### INSTRUCTIONS FOR THE TASK
Write out again only the lines running from the one that contains "Thank you for the photo. Could you indicate the onion" to the end of the records below, including both the first and the last.

[Image point annotation entries]
* Begin *
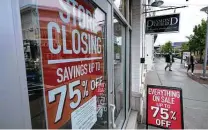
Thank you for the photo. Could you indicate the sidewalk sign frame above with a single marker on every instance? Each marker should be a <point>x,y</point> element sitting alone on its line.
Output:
<point>164,87</point>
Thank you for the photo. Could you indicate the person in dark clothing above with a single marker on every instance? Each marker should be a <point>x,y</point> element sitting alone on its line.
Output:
<point>191,63</point>
<point>169,60</point>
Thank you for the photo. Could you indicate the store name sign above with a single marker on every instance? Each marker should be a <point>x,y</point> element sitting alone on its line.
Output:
<point>164,107</point>
<point>162,24</point>
<point>72,49</point>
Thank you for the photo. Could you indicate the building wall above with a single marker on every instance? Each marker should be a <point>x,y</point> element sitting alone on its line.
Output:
<point>149,42</point>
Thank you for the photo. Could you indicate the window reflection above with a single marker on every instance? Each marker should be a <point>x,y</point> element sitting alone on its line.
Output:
<point>45,21</point>
<point>119,81</point>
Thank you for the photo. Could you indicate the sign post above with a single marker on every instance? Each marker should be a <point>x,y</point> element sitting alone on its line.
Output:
<point>164,107</point>
<point>162,24</point>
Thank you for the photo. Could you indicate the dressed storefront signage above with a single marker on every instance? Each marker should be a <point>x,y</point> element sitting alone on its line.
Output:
<point>164,107</point>
<point>72,49</point>
<point>162,24</point>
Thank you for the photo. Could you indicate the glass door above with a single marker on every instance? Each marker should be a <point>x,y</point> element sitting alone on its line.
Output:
<point>119,72</point>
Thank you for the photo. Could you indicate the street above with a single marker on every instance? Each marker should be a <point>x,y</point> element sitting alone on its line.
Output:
<point>195,95</point>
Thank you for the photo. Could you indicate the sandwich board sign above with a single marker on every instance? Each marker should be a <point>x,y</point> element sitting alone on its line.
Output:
<point>164,107</point>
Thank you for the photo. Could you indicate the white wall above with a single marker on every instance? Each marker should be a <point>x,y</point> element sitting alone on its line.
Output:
<point>136,44</point>
<point>149,43</point>
<point>14,109</point>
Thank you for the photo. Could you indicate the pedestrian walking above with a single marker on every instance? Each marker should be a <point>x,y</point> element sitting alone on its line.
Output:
<point>191,63</point>
<point>169,60</point>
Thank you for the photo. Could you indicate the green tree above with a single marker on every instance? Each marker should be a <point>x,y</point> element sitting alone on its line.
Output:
<point>197,40</point>
<point>185,47</point>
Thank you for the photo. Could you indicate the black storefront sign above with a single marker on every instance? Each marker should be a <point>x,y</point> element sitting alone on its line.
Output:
<point>162,24</point>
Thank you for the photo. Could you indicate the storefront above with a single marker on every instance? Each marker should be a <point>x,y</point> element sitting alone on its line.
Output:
<point>69,62</point>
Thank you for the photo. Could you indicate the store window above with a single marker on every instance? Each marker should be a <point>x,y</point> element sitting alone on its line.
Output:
<point>64,48</point>
<point>119,71</point>
<point>121,5</point>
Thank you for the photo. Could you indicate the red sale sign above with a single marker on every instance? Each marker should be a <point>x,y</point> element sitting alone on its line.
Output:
<point>72,48</point>
<point>164,107</point>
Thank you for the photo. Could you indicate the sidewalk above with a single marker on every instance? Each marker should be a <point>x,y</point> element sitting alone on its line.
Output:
<point>195,95</point>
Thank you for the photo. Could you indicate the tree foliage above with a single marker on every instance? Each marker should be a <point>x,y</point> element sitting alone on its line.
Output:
<point>185,47</point>
<point>198,38</point>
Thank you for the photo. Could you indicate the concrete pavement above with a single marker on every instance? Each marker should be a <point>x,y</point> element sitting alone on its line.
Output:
<point>195,95</point>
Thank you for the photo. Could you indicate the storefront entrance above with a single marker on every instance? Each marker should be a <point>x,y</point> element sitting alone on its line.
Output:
<point>74,63</point>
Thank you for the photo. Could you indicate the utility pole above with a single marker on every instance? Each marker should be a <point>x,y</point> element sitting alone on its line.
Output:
<point>205,9</point>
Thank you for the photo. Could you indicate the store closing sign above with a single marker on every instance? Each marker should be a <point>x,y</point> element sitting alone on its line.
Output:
<point>72,48</point>
<point>164,107</point>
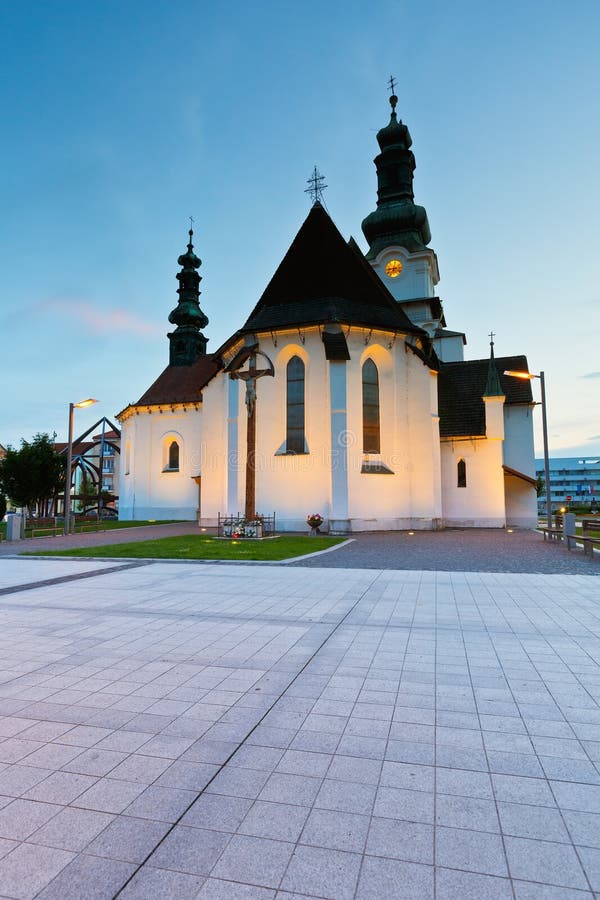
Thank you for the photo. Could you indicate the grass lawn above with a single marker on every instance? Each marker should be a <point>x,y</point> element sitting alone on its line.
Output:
<point>205,547</point>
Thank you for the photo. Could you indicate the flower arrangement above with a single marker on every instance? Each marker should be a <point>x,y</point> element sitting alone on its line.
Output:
<point>314,520</point>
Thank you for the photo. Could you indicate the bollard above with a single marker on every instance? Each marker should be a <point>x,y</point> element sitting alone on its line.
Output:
<point>13,527</point>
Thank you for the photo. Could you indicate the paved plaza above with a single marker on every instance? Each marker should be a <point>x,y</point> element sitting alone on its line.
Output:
<point>180,730</point>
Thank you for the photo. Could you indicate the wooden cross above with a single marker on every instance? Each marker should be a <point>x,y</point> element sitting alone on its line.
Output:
<point>250,377</point>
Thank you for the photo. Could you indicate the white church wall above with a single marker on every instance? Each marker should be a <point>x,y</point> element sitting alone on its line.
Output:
<point>214,460</point>
<point>150,490</point>
<point>294,485</point>
<point>481,503</point>
<point>519,451</point>
<point>408,497</point>
<point>521,503</point>
<point>419,273</point>
<point>521,498</point>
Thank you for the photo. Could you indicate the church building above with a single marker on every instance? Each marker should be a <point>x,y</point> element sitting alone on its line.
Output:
<point>344,392</point>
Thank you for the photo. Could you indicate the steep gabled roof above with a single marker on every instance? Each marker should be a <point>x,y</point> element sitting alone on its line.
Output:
<point>461,386</point>
<point>323,279</point>
<point>181,384</point>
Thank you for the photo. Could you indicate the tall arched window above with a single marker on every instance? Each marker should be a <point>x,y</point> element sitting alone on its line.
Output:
<point>173,456</point>
<point>294,440</point>
<point>371,430</point>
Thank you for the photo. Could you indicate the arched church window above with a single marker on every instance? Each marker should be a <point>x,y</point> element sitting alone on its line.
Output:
<point>371,429</point>
<point>294,441</point>
<point>173,456</point>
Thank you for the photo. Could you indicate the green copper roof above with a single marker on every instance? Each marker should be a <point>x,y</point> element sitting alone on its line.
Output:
<point>187,343</point>
<point>397,219</point>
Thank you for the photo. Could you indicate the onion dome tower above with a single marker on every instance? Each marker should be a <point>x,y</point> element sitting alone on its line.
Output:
<point>397,220</point>
<point>187,343</point>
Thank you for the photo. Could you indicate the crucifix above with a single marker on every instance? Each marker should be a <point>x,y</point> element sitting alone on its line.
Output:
<point>249,376</point>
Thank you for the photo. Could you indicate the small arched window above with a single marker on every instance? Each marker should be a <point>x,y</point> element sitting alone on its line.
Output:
<point>173,462</point>
<point>371,429</point>
<point>294,438</point>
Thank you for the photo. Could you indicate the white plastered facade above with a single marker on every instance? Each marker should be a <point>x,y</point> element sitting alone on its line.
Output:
<point>414,485</point>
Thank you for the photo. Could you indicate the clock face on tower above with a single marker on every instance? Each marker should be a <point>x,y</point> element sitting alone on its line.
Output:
<point>393,268</point>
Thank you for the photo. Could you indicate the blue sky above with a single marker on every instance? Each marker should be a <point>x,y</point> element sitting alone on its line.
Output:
<point>121,119</point>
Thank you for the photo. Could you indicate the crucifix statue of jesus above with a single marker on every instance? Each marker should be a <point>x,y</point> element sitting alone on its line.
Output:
<point>249,376</point>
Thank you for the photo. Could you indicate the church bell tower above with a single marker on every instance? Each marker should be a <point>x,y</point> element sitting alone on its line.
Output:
<point>398,235</point>
<point>187,343</point>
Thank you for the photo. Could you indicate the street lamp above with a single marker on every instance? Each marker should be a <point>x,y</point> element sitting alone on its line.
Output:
<point>529,376</point>
<point>81,405</point>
* End *
### ANSWER FOR THIS EXERCISE
Thank you for the photo. Could you indicate the onion dome tower above with a single marker on every instance? Each marker should be a <point>x,y</point> element sitting alone on its line.
Output:
<point>397,220</point>
<point>187,343</point>
Thank you for the photo. Could you indicate the crucifix above with a single marker on every instance? Each marker should be a <point>x,y</point> element sitting alone on its line.
Output:
<point>249,376</point>
Thank you for the photo. Could you indicate the small arched window above with a single marker on every instance? Each marker should be a <point>x,y</point> element sitting alone on its line.
Output:
<point>173,462</point>
<point>371,429</point>
<point>294,438</point>
Thank you for the photo. Could you indicate the white plastered facade above with a single marker on every instance? Each marker should be a <point>x,y</point> element sitting alone on its line.
Output:
<point>414,485</point>
Thank you for the photo. Could you indicate the clock face on tower above with a single marker on every instance? Each marker should be a <point>x,y</point> element sitting alone on its line.
Output:
<point>393,268</point>
Thank you for the photo. Could you indicate the blue sky above with a single marker on every instance? Each marker should be a <point>x,y</point> element sitting alone on its line.
Output:
<point>121,119</point>
Thank you for the photo. Could you indicate the crucifix statue of jesus above with a single marker on every instance? Each marker should be a <point>x,y</point> element sitting alone on its line.
Output:
<point>249,376</point>
Thank you for the photo. Could you indicate the church bell tower above with a single marker on every instance? Each marker should be a <point>x,y</point> element sitting alone on its line.
Output:
<point>398,235</point>
<point>187,343</point>
Thank you for the photo. Could you indicate the street lamp above with a single marker on every instance? Each marker should be a <point>x,y</point> element sitting alone on its line.
Output:
<point>529,376</point>
<point>81,405</point>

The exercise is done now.